(To be done): Translate this sentence from the article below on the Bush administration's Latin America policy into Spanish: "This has led to considerable resentment among the traditionally Republican Cuban-American community."

Latin America: Bush's Disappeared Foreign Policy
Latin America: The Bush Administration’s Disappeared Foreign Policy and Kerry’s Future Vision for the Region
•
Negative opinions of the United States have mushroomed in
Latin America since George W. Bush took office.
• The
Bush Administration has done little to improve its strained
relationship with the region; in fact it has increased
tensions by offering pitiful economic assistance to the
region, intervening in the internal affairs of sovereign
nations, supporting coups d’état and insulting or
threatening government heads and leading citizens in the
region.
• Candidate John Kerry’s “Community of the
Americas” plan offers greater hope for the future of U.S. –
Latin American relations.
What Latin America is
Thinking
According to a survey recently conducted by the
Santiago-based polling firm Latinobarometro, negative
opinions of the United States held throughout Latin America
and the Caribbean have doubled since President George W.
Bush took office in 2001. Voice of the People, an
international polling service, reported that only in the
Middle East is the general attitude towards the United
States harsher than in Latin America. Last March, these
opinions were physically manifested when all across Latin
America, tens of thousands of angry citizens took to the
streets in fiery anti-Bush demonstrations protesting the
U.S. invasion of Iraq one year earlier.
Contempt for Bush is not only prevalent among ordinary citizens, but also can be witnessed among prominent politicians, academics and other elites. Argentine Senator Cristina Fernández, wife of President Néstor Kirchner, made an appearance at the Democratic National Convention in July. Maria José da Conceiao, of the Brazilian Chamber of Deputies’ Foreign Affairs and National Defense Commission, told reporters that “the majority of Brazilian parliamentarians, including many conservatives, prefer Kerry, and are anti-Bush.” The same can be said about the attitude of most journalists writing on the issue. Sergio Gómez Maseri, correspondent for the major Colombian newspaper El Tiempo, in reviewing the recently concluded presidential debates, reported that Kerry “has demonstrated that he possesses presidential talent …and that his ‘flip-flops’ on issues like the war can be reconciled if he is permitted to give explanations.” Bush, on the other hand, “continues to show that he is a president with a one track mind. He believes, almost blindly, in a few principles and values and is willing to defend them even against the greatest political risks... [for Bush], the world is black and white, gray is dangerous territory.” Influential Mexican writer Carlos Fuentes recommended that, if elected, John Kerry should follow “a very simple recipe: always do the opposite” of George W. Bush. Venezuelan President Hugo Chávez put it most bluntly when he told Al-Jazeera news service, “We do not prefer a certain candidate but no president can be worse than Mr. Bush. Mr. Bush has become the largest threat to the world.”
Bush’s
Record on Latin America
During his four years in office,
President Bush has done little to alter his markedly
negative reputation in the region: when the Caribbean was
devastated by the same succession of hurricanes that
battered Florida, Bush initially offered only $50,000 in
aid, compared to the one million dollars offered by
Venezuelan authorities, to cope with the more than one
billion dollars in damages. This action followed an earlier
controversy when, in July, the Bush administration announced
a new policy limiting the amount of remittances
Cuban-Americans could send to their families back on the
island, and making it illegal for them to return to Cuba to
visit relatives more than once every three years. This has
led to considerable resentment among the traditionally
Republican Cuban-American community.

(Source data):
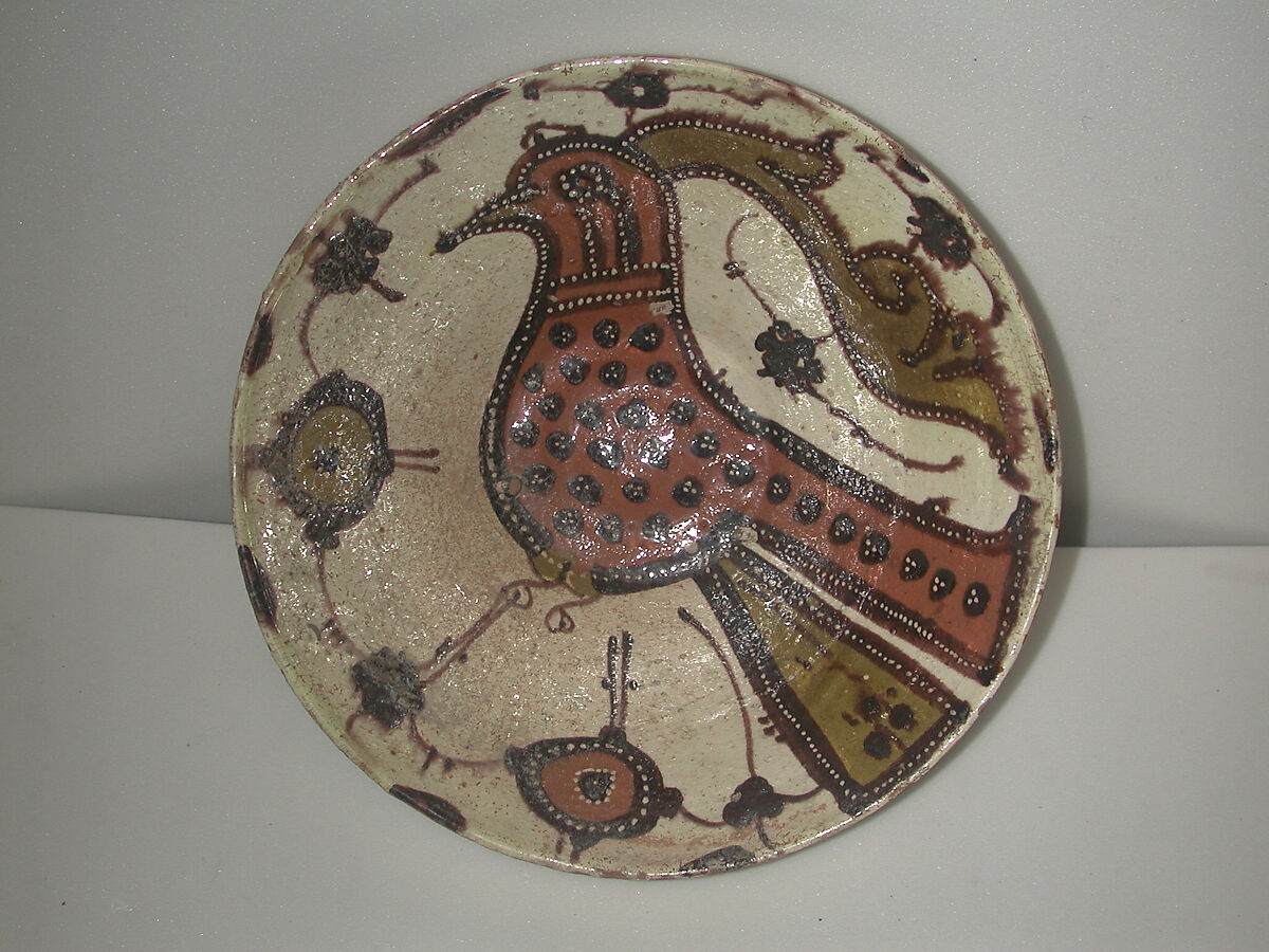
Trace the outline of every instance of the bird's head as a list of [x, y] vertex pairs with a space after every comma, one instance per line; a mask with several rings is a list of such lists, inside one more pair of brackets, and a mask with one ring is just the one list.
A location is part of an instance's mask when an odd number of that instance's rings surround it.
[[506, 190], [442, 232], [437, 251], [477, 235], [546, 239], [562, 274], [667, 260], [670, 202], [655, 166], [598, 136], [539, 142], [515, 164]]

(Exercise result): Esto ha provocado un resentimiento considerable entre la comunidad cubanoamericana, tradicionalmente republicana.